Exercise ▸
Will you output all of the data below exactly, omitting the images?

Given data ▸
==*==

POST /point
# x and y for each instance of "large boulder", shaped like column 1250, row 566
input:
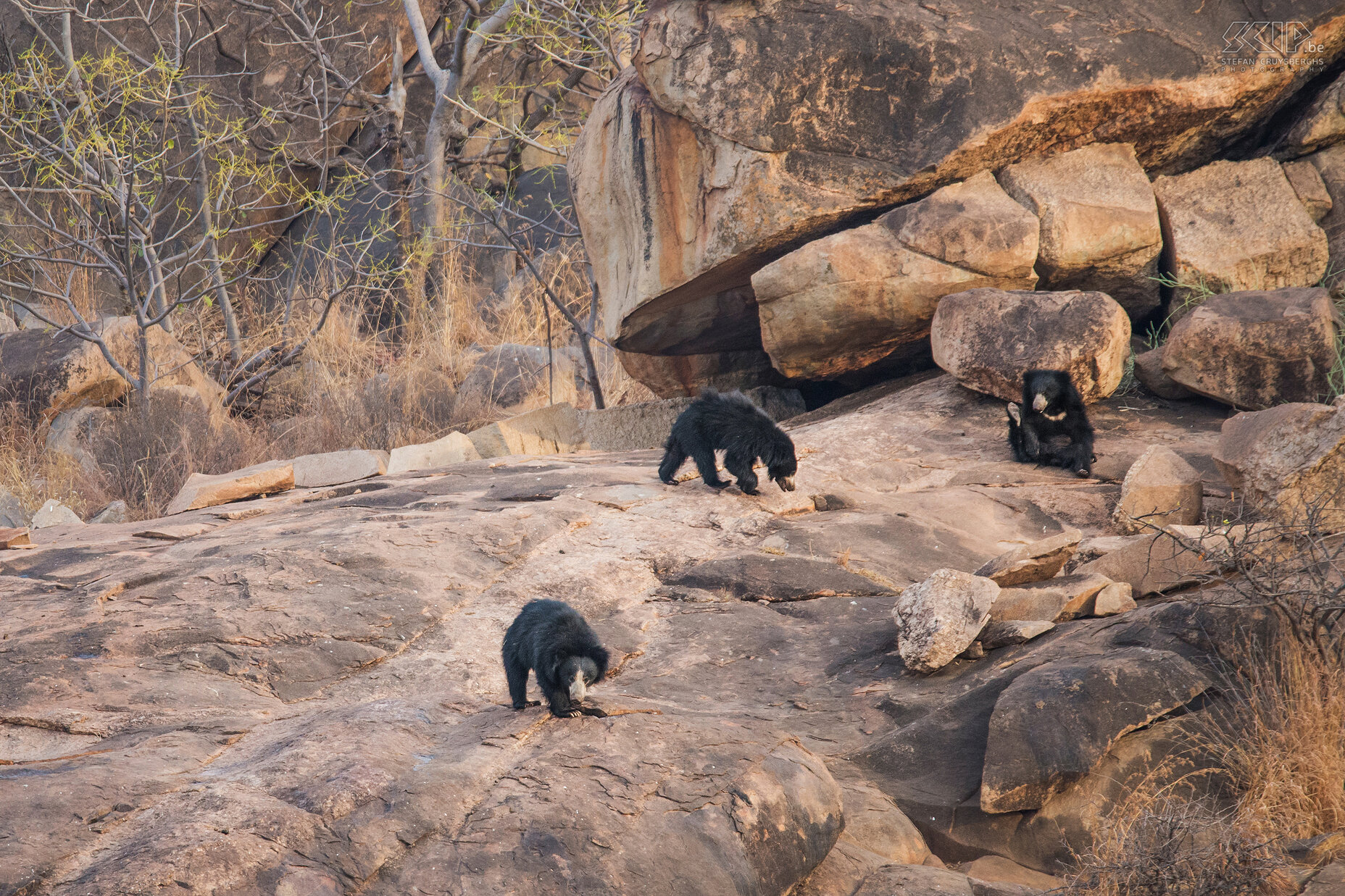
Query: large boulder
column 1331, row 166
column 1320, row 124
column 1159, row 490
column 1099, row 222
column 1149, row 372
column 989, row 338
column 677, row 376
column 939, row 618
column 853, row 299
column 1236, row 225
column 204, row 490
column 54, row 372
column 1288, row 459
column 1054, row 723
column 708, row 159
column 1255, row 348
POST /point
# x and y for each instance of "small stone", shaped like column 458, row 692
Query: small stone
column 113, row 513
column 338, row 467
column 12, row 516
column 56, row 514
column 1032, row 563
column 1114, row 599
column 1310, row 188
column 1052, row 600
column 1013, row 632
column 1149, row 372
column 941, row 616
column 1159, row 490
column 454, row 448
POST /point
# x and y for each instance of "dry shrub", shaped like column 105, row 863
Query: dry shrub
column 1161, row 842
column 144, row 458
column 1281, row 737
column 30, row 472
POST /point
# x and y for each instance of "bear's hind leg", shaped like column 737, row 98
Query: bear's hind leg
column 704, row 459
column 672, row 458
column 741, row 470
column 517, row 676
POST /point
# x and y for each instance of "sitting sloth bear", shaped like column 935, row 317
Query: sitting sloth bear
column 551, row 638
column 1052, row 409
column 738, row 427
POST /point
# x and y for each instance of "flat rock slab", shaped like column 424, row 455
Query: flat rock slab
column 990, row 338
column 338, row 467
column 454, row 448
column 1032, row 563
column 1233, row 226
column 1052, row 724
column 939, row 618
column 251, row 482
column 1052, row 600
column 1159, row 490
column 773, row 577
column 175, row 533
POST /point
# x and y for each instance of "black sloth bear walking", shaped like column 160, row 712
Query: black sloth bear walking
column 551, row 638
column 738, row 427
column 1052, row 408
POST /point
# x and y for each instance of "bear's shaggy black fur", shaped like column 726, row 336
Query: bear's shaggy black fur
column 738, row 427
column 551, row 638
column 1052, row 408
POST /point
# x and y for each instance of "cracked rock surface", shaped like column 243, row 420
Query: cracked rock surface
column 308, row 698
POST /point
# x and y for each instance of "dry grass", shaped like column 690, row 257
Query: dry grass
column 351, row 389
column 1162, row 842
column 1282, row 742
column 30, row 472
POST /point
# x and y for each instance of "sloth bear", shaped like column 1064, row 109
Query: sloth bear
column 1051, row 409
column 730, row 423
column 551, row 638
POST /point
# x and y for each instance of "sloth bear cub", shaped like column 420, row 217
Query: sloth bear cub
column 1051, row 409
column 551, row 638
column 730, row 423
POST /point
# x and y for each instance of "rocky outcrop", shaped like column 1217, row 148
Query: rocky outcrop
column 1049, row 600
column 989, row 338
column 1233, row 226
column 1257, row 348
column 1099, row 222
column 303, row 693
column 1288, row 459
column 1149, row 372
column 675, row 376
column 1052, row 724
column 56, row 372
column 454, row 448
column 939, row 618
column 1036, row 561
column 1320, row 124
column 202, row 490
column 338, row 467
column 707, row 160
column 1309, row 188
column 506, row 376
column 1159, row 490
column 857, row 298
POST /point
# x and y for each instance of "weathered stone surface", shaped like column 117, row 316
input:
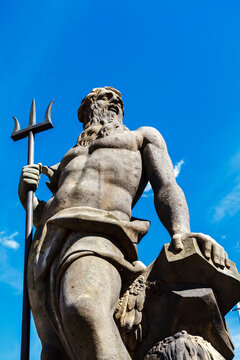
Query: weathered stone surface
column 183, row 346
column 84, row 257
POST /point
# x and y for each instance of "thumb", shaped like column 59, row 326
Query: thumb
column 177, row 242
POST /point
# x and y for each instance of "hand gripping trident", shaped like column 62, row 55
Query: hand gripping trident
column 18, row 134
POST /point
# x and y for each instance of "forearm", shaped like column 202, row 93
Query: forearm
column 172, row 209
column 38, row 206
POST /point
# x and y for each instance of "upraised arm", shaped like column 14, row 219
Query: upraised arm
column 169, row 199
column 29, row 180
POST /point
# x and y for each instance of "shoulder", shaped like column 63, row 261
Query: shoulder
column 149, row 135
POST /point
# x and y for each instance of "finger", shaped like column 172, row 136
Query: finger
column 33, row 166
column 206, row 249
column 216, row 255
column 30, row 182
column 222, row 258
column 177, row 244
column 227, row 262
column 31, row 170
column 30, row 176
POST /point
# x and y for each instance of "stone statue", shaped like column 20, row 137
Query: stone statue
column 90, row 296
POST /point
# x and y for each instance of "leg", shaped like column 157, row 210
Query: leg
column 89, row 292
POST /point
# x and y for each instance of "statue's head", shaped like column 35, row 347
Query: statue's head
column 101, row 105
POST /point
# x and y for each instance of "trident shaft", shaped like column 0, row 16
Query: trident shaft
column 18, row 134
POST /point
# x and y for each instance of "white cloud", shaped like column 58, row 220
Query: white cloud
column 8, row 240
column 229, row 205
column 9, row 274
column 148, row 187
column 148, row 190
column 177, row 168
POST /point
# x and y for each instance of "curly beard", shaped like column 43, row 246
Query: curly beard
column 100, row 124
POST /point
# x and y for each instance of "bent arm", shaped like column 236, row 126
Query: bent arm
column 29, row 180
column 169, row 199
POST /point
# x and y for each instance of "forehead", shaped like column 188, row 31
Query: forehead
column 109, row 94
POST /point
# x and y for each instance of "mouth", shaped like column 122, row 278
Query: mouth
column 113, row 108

==*==

Full response ▸
POST /point
# x and y for each instance of "large boulder", shaped like column 1250, row 566
input:
Query: large boulder
column 1331, row 166
column 1320, row 124
column 1159, row 490
column 1099, row 222
column 1149, row 372
column 989, row 338
column 677, row 376
column 939, row 618
column 853, row 299
column 1236, row 225
column 204, row 490
column 54, row 372
column 1288, row 459
column 1054, row 723
column 708, row 159
column 1255, row 348
POST /point
# x and y for each instance of "small stone", shaped like column 458, row 692
Query: small stone
column 113, row 513
column 338, row 467
column 12, row 516
column 56, row 514
column 1032, row 563
column 1114, row 599
column 1310, row 188
column 1052, row 600
column 1013, row 632
column 1149, row 372
column 941, row 616
column 1159, row 490
column 454, row 448
POST /point
# x and y for each instance of "dry shrub", shaped like column 105, row 863
Query: dry shrub
column 1161, row 842
column 144, row 458
column 1281, row 737
column 30, row 472
POST /point
# x and y for each instance of "bear's hind leg", shaped like column 737, row 98
Query: bear's hind leg
column 704, row 459
column 672, row 458
column 741, row 470
column 517, row 676
POST /point
# x and y for each instance of "sitting sloth bear", shaped like column 935, row 317
Query: sitting sloth bear
column 551, row 638
column 1052, row 409
column 738, row 427
POST /point
# x and y for each instance of "flat rock slab", shaped like column 424, row 455
Query: flat rock slab
column 990, row 338
column 338, row 467
column 454, row 448
column 1032, row 563
column 1233, row 226
column 1052, row 724
column 939, row 618
column 251, row 482
column 1052, row 600
column 1159, row 490
column 773, row 577
column 175, row 533
POST /point
# x and y for each instance of "black sloth bear walking", shaped like column 160, row 712
Query: black sloth bear walking
column 551, row 638
column 738, row 427
column 1052, row 408
POST /point
# x and y for each instance of "bear's shaggy black fur", shaped like column 726, row 336
Query: bear's shaggy black fur
column 738, row 427
column 551, row 638
column 1052, row 408
POST /point
# x and y for each instance of "cracked rock surface", shaped like column 243, row 420
Query: cracked rock surface
column 308, row 698
POST /point
# x and y for each instance of "dry grass", shaped like column 690, row 257
Query: dry grass
column 351, row 389
column 1162, row 842
column 1282, row 742
column 30, row 472
POST /point
# x and y for each instance of "sloth bear", shaped like column 1064, row 109
Query: sloth bear
column 1051, row 409
column 730, row 423
column 551, row 638
POST /point
# x and y for each instance of "sloth bear cub", shaped like column 420, row 217
Query: sloth bear cub
column 1051, row 409
column 551, row 638
column 730, row 423
POST /point
# x and y for each instance of "rocky outcrop", shaped like column 1217, row 148
Query: rocky outcrop
column 1049, row 600
column 989, row 338
column 1233, row 226
column 1257, row 348
column 1099, row 222
column 303, row 693
column 1288, row 459
column 1149, row 372
column 675, row 376
column 1052, row 724
column 56, row 372
column 454, row 448
column 939, row 618
column 1036, row 561
column 1320, row 124
column 202, row 490
column 338, row 467
column 707, row 160
column 1309, row 188
column 506, row 376
column 1159, row 490
column 857, row 298
POST /point
# x and y for each instance of "weathered stone surface", shaped like column 117, row 316
input:
Query: weathered stone surface
column 183, row 346
column 84, row 257
POST /point
# x and y for each instance of "thumb", shaped like column 59, row 326
Query: thumb
column 177, row 242
POST /point
# x and y for each instance of "hand gripping trident", shaped like column 62, row 55
Query: hand gripping trident
column 18, row 134
POST /point
# x and y for each instance of "forearm", shaped like column 202, row 93
Query: forearm
column 172, row 209
column 38, row 206
POST /point
# x and y for each instance of "upraised arm", shaped like column 14, row 219
Query: upraised arm
column 169, row 199
column 29, row 180
POST /point
# x and y for each instance of "shoulder", shaped like column 63, row 261
Query: shoulder
column 149, row 135
POST /point
# x and y for each instance of "finger", shaped like column 172, row 136
Query: finger
column 33, row 166
column 206, row 249
column 216, row 255
column 30, row 182
column 222, row 258
column 177, row 244
column 227, row 262
column 31, row 170
column 30, row 176
POST /point
# x and y for each instance of "stone statue", shaped like column 20, row 137
Query: stone statue
column 90, row 296
POST /point
# x and y for each instance of "leg", shaped like column 157, row 210
Query: leg
column 89, row 292
POST /point
# x and y for each instance of "statue's head", shaped like column 35, row 347
Query: statue's head
column 101, row 105
POST /point
# x and y for each instance of "trident shaft", shaped like column 0, row 16
Query: trident shaft
column 18, row 134
POST /point
# x and y for each instance of "white cloud", shaped like column 58, row 220
Query: white cloud
column 8, row 240
column 229, row 205
column 9, row 274
column 148, row 187
column 148, row 190
column 177, row 168
POST /point
# x and y for each instance of "curly beard", shaped like column 43, row 246
Query: curly beard
column 100, row 124
POST /point
# x and y for each instance of "bent arm", shaped like column 236, row 126
Query: bent arm
column 29, row 180
column 169, row 199
POST /point
# x and y for each instance of "forehead", shaped like column 188, row 31
Query: forehead
column 109, row 94
POST /point
# x and y for each instance of "mouth", shaped like column 122, row 278
Query: mouth
column 113, row 108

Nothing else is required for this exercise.